● WHAT YOU HAVE TO DO:
Copy the data below word for word, leaving out the pictures.

● RECORDS SUPPLIED:
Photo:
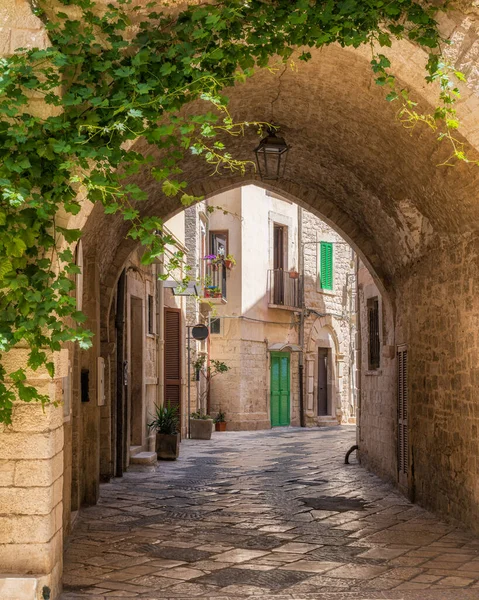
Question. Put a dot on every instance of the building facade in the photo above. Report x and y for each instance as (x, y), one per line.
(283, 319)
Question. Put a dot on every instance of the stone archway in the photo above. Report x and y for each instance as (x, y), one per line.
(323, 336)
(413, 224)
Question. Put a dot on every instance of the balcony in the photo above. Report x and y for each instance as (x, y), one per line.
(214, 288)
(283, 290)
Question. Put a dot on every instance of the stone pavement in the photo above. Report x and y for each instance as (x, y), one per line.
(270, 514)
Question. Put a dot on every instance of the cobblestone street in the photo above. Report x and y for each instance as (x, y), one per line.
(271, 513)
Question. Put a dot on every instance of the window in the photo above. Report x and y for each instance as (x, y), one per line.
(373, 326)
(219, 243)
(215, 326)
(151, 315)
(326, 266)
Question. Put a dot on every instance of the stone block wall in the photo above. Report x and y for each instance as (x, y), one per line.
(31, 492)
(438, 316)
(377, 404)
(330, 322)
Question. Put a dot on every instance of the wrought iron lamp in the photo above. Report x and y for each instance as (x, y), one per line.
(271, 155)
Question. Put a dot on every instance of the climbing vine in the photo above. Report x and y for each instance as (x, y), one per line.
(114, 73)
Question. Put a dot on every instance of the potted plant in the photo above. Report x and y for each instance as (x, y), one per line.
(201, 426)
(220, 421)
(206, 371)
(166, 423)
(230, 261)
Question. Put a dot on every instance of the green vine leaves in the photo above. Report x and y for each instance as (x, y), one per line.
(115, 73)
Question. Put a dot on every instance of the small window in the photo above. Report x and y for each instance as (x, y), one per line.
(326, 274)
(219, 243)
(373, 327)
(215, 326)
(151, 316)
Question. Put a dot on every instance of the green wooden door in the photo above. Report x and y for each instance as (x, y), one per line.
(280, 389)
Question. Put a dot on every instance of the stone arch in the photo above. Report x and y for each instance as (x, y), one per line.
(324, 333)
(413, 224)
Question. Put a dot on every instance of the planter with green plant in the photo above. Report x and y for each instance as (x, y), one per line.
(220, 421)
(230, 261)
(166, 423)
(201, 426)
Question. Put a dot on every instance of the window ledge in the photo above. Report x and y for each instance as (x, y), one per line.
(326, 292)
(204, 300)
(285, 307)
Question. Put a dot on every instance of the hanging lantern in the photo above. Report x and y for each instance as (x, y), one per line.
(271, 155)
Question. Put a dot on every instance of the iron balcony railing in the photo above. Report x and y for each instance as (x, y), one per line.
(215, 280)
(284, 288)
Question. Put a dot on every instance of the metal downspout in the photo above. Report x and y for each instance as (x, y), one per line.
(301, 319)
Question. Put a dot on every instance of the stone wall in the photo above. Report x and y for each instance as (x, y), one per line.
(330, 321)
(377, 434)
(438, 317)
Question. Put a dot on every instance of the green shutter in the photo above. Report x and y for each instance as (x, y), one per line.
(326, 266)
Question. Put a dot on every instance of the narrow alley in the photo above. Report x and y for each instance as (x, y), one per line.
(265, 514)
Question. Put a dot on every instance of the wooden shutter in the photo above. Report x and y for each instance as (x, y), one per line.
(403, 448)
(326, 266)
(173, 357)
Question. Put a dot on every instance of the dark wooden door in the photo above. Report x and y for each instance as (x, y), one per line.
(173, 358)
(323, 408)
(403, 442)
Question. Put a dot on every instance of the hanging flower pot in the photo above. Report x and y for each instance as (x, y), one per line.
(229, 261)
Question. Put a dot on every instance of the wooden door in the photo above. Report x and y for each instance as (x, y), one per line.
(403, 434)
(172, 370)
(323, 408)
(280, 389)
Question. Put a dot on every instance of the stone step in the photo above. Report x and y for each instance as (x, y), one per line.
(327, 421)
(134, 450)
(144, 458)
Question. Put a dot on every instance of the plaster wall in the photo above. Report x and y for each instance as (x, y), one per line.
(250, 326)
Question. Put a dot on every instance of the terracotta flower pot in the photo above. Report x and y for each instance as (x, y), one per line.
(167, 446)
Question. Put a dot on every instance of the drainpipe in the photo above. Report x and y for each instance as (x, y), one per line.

● TASK ANSWER:
Photo:
Question. Put a dot on every instance of the building facade in the photo above. Report x and y for each instance as (x, y), one per line.
(283, 319)
Question. Put a dot on every instance of the stone archway in the photo above. Report x and y for each instance as (x, y), one per line.
(323, 336)
(413, 224)
Question. Put a dot on every instance of the balcony in the photo above. Report x and y for each instance as (x, y), one per line.
(214, 288)
(283, 290)
Question. Put a dot on every instance of the stone pavement in the photo above. Report x and y for each instance as (x, y), one per line.
(270, 514)
Question. Put a dot on every instance of the cobblestone street in the photo above. Report x and y for each instance as (x, y), one per line.
(271, 513)
Question. Put a dot on every instance of the window in the photo above. Report x and y for each instance as (x, y), one per line.
(373, 326)
(219, 243)
(215, 326)
(151, 315)
(326, 266)
Question. Put a dot on every instance of the stone block wall in the photo above. Report x and y for each instance as (x, y), one per line.
(31, 492)
(438, 316)
(377, 404)
(330, 322)
Question. Put a dot on every instance of the wrought iron lamp in the photo above. Report x and y for each instance as (x, y), one per line.
(271, 155)
Question. Put a dot on every instance of the climbing vine in the photo above. Report x and y for each instance as (x, y), one per line.
(114, 73)
Question. Put a dot on every instance of the potted plant in the photo above. Report x and y for each instance as (x, y), one per line.
(201, 426)
(220, 421)
(206, 371)
(166, 423)
(230, 261)
Question. Put a dot on every instance of the green vine leaves in the photo above. Report x and y for each instance as (x, y), one per line.
(115, 73)
Question. Put a dot on every instance of the small window in the photo above. Report x and y for each instance as (x, y), one per line.
(326, 274)
(219, 243)
(373, 327)
(215, 326)
(151, 316)
Question. Put a dot on every instance of the green wooden door in the photo above. Report x and y for each instance as (x, y), one per line.
(280, 389)
Question. Put a dot on every instance of the stone arch in the photo above. Report x and y for each instance as (x, y), one per line.
(324, 333)
(413, 224)
Question. Put a dot on every instance of the planter with green plant in the photo above. Report x and y for each instance as (x, y), one per line.
(220, 421)
(230, 261)
(166, 423)
(201, 426)
Question. Put a dot on every instance of the window ledge in the photo above. Report x and y for each instance as (x, y), one per line.
(326, 292)
(204, 300)
(285, 307)
Question. Put a dot on every instance of the hanging lantern in the photo above. Report x and y for each instance as (x, y), one per line.
(271, 155)
Question. Put a dot on every instance of the iron balcony railing in the photo above. Report x and y for each instance as (x, y), one per line.
(215, 280)
(284, 288)
Question. Put a dot on every instance of the metal downspout in the photo above. Report x and y for each instance as (x, y), one per line.
(301, 319)
Question. Put a dot on every instance of the stone wall in the photo above. Report x and y for each instance as (x, y), one per line.
(330, 321)
(377, 434)
(438, 317)
Question. Put a dot on every instance of the green shutter in the photo above. Report x and y for each instance as (x, y), one per line.
(326, 266)
Question. Put a dot on every instance of the narrow alley in the photo above. Report x and y for each instance as (x, y), one per line.
(265, 514)
Question. Put a dot on every instance of the wooden shutter in the photo above. Report x and y for each instance as (x, y), one per line.
(403, 448)
(326, 266)
(173, 357)
Question. Put a dot on every instance of the dark wooden door in the photo above. Report x and y for each instance as (x, y), one per line.
(173, 358)
(323, 408)
(403, 442)
Question. Put a dot on every instance of the hanging flower pot in the photo above. Report x and y for each instance as (x, y), one per line.
(229, 261)
Question. Put a dot on every instance of the wooden door in the photo above. Report x and y for each instance as (x, y), one per line.
(403, 434)
(172, 370)
(323, 408)
(280, 389)
Question. Put a dot on every instance of the stone step in the photo above. Report x and y for each instance as (x, y), one per line.
(327, 421)
(134, 450)
(144, 458)
Question. Put a dot on every instance of the plaster wall in the photo above. Report x and y for each instance as (x, y), one per line.
(250, 326)
Question. Put a dot on every instance of the terracotta flower pot in the photo above. Report x and y for each instance as (x, y), one per line.
(167, 446)
Question. Put a dot on every instance of the drainpipe in the photo above. Report x and y for each instance as (x, y), one per line.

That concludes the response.